═════ EXCERPTED DATA ═════

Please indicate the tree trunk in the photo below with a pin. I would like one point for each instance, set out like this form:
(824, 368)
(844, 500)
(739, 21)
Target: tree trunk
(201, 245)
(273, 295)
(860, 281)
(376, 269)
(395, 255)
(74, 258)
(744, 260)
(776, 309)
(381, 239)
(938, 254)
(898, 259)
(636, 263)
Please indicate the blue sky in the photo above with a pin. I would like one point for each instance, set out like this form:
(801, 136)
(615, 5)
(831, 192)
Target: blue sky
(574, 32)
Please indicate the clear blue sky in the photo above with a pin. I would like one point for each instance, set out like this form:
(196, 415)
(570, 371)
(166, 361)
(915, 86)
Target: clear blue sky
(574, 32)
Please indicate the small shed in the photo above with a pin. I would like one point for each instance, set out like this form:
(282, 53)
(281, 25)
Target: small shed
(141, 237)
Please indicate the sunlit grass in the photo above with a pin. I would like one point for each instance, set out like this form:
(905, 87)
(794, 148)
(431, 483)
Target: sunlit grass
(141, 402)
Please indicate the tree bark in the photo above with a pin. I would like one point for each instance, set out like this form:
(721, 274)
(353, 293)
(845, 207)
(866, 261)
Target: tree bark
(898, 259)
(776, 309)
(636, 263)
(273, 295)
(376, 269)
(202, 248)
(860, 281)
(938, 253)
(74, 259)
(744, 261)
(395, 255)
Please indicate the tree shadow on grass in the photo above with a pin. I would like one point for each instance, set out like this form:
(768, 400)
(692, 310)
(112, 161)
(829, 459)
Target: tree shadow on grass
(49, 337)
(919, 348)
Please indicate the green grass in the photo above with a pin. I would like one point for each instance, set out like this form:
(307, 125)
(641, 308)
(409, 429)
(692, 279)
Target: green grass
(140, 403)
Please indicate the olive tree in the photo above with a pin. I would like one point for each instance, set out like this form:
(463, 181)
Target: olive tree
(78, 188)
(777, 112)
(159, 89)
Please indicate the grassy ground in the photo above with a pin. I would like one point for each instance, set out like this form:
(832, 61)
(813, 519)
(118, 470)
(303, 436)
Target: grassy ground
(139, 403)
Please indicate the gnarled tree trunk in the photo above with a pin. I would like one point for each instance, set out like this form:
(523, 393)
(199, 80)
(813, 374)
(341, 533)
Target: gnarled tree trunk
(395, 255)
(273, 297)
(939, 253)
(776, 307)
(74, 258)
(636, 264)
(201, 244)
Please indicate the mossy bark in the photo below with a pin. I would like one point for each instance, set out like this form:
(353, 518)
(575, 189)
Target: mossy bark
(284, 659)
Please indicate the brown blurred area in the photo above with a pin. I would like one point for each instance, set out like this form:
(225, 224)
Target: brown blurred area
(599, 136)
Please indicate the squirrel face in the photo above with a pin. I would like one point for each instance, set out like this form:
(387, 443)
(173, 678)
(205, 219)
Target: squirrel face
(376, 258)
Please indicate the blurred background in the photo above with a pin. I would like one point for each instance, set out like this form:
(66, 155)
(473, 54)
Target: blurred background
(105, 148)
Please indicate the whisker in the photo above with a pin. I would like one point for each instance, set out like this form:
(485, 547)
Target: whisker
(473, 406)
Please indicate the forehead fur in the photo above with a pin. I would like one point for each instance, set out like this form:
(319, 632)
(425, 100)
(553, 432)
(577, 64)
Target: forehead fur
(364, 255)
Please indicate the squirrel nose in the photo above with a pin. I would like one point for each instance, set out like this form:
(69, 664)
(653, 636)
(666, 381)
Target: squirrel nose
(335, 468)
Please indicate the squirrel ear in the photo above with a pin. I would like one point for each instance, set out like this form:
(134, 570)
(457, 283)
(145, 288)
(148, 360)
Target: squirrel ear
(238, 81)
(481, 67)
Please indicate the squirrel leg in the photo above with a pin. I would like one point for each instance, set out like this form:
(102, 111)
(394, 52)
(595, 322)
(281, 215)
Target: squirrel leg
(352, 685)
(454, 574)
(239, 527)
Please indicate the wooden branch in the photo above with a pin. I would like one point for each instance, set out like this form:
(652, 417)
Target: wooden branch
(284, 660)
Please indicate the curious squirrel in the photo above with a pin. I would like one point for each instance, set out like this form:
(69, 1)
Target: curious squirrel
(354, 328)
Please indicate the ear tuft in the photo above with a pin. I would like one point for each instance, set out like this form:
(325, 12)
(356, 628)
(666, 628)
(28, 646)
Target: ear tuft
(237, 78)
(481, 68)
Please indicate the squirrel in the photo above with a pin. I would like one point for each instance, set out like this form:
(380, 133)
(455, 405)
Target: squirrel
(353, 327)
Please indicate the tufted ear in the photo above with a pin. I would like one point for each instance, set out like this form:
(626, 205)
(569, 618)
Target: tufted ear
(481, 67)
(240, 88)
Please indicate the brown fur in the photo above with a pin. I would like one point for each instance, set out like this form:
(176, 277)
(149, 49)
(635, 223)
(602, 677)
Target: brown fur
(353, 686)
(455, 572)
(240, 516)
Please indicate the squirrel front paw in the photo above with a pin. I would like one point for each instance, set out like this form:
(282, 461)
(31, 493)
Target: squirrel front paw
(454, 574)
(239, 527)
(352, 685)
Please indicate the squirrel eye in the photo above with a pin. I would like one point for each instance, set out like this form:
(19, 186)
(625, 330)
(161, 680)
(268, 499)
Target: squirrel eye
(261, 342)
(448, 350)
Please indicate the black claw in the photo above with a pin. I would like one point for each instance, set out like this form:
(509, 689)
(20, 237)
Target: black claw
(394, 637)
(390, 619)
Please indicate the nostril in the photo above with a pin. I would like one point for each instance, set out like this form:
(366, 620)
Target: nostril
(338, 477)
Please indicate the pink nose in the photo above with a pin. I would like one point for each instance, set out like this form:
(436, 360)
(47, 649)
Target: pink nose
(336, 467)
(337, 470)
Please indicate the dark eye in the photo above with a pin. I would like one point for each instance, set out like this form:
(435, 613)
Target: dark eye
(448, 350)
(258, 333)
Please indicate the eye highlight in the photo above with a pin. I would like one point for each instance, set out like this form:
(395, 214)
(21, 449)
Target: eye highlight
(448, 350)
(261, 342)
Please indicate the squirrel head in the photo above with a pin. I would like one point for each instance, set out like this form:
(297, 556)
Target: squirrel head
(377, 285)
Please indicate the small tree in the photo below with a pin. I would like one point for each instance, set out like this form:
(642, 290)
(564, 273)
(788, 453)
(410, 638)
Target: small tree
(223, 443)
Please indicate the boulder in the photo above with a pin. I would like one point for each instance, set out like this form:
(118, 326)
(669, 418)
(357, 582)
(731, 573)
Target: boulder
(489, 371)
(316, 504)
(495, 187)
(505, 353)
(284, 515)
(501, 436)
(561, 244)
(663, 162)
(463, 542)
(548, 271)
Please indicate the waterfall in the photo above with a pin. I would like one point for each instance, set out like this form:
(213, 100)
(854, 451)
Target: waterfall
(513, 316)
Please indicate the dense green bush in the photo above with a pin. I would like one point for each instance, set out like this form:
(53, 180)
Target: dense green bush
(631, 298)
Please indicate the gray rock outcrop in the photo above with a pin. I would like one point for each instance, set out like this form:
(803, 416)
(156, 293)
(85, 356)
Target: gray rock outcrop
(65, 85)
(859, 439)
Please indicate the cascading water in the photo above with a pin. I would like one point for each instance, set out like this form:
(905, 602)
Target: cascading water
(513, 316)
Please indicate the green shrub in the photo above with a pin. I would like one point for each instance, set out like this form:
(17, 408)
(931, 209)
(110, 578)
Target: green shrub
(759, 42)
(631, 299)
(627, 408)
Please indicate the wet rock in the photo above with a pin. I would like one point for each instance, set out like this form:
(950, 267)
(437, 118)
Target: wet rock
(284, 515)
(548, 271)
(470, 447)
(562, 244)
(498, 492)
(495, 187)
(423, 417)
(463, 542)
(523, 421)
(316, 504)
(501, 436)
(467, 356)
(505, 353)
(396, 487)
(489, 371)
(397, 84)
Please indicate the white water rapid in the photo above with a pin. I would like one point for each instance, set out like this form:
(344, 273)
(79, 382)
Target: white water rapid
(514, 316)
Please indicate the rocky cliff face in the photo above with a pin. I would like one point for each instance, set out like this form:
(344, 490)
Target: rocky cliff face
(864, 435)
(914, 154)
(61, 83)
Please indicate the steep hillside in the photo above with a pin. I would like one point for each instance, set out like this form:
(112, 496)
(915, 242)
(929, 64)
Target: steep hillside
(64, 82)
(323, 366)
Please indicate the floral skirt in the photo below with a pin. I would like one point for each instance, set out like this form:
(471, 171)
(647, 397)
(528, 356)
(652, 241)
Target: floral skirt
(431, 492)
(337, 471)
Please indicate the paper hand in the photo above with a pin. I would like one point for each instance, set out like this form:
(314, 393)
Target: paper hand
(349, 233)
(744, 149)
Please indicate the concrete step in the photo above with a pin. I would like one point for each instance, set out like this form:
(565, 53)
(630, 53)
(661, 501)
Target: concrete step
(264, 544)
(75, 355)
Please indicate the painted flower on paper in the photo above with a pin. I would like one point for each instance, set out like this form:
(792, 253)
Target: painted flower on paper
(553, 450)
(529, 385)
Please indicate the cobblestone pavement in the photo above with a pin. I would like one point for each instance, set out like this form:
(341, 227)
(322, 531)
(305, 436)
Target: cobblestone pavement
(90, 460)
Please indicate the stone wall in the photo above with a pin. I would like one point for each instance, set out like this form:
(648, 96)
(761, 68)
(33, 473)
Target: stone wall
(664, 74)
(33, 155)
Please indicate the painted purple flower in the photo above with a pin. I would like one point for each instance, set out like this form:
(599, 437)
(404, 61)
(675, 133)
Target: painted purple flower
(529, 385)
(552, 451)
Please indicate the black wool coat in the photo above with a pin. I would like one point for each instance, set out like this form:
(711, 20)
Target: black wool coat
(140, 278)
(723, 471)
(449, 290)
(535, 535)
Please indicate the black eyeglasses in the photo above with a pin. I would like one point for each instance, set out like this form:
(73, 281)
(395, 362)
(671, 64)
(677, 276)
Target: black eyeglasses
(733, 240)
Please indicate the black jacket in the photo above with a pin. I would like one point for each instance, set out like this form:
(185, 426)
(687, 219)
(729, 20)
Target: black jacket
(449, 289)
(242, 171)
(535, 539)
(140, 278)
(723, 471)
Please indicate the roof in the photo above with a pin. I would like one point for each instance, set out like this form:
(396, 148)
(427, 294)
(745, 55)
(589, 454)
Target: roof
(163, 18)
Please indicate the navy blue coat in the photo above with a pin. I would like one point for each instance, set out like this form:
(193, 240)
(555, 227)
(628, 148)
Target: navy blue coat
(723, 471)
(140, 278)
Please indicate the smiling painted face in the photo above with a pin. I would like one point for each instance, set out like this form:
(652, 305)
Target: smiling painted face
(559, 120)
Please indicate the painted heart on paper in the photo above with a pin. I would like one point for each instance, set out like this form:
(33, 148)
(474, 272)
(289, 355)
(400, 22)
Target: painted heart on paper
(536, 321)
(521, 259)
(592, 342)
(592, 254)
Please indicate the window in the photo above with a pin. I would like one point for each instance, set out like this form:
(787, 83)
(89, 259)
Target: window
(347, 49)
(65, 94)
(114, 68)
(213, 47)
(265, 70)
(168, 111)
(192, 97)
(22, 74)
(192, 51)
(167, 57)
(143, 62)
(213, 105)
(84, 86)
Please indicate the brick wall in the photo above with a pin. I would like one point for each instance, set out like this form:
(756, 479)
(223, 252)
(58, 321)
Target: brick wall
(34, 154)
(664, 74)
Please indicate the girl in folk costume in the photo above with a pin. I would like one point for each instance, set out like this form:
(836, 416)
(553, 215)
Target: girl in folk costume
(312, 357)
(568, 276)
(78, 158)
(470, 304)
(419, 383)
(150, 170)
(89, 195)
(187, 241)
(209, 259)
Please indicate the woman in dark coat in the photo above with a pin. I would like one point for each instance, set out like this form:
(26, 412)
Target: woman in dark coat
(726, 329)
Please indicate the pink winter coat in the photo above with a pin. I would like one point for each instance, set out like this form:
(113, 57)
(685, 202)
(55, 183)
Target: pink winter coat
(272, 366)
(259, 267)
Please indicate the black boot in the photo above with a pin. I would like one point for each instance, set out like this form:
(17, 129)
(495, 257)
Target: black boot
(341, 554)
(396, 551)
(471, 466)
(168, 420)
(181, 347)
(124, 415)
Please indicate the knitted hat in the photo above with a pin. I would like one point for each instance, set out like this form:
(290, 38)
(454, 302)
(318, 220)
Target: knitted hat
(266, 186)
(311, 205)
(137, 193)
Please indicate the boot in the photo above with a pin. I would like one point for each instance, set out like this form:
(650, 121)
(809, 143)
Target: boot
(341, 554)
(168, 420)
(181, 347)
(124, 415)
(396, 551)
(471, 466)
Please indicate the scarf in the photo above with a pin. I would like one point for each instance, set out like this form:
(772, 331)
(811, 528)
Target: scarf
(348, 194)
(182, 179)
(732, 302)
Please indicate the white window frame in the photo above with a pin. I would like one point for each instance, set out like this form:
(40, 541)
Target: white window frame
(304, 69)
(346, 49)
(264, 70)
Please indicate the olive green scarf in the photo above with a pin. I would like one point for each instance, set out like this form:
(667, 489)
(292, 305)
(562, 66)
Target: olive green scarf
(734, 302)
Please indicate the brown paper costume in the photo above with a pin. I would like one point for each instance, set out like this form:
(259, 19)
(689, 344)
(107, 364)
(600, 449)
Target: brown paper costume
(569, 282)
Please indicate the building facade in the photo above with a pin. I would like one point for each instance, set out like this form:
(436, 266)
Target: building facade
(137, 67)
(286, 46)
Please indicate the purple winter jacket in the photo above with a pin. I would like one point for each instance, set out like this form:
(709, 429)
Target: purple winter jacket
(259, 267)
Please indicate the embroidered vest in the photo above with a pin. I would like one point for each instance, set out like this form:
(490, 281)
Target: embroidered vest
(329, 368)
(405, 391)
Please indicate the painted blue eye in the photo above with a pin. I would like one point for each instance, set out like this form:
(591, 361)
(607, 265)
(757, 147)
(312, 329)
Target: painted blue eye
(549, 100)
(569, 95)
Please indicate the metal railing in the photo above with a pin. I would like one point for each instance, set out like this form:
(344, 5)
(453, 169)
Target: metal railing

═════

(YOUR GOAL)
Starting from the line containing "Please indicate the brown paper" and ending with the final line of the data, reproduce each line exactly as it appears, including no other lines.

(THE RESPONSE)
Please indicate the brown paper costume in the photo above with a pin. I would like one point for each instance, set out like this form:
(259, 19)
(689, 344)
(107, 364)
(600, 449)
Target: brown paper costume
(569, 282)
Please indicate the building facade in the photo above with a pin. I would like one point for each instance, set out like this form:
(436, 266)
Target: building facade
(137, 67)
(286, 46)
Please indicate the purple winter jacket in the photo above with a pin. I would like one point for each instance, set out like this form:
(709, 429)
Target: purple winter jacket
(259, 267)
Please indicate the embroidered vest in the photo above with a pin. I would like one point for each instance, set out like this form:
(490, 281)
Target: embroidered vest
(329, 368)
(405, 391)
Please indicate the painted blue eye in the photo above with a pin. I would like one point for each instance, set out like this form:
(591, 361)
(607, 265)
(757, 147)
(312, 329)
Target: painted blue eye
(549, 100)
(569, 95)
Please indicate the metal railing in the photo above with a pin. I would like one point for each instance, set out like this form:
(344, 5)
(453, 169)
Target: metal railing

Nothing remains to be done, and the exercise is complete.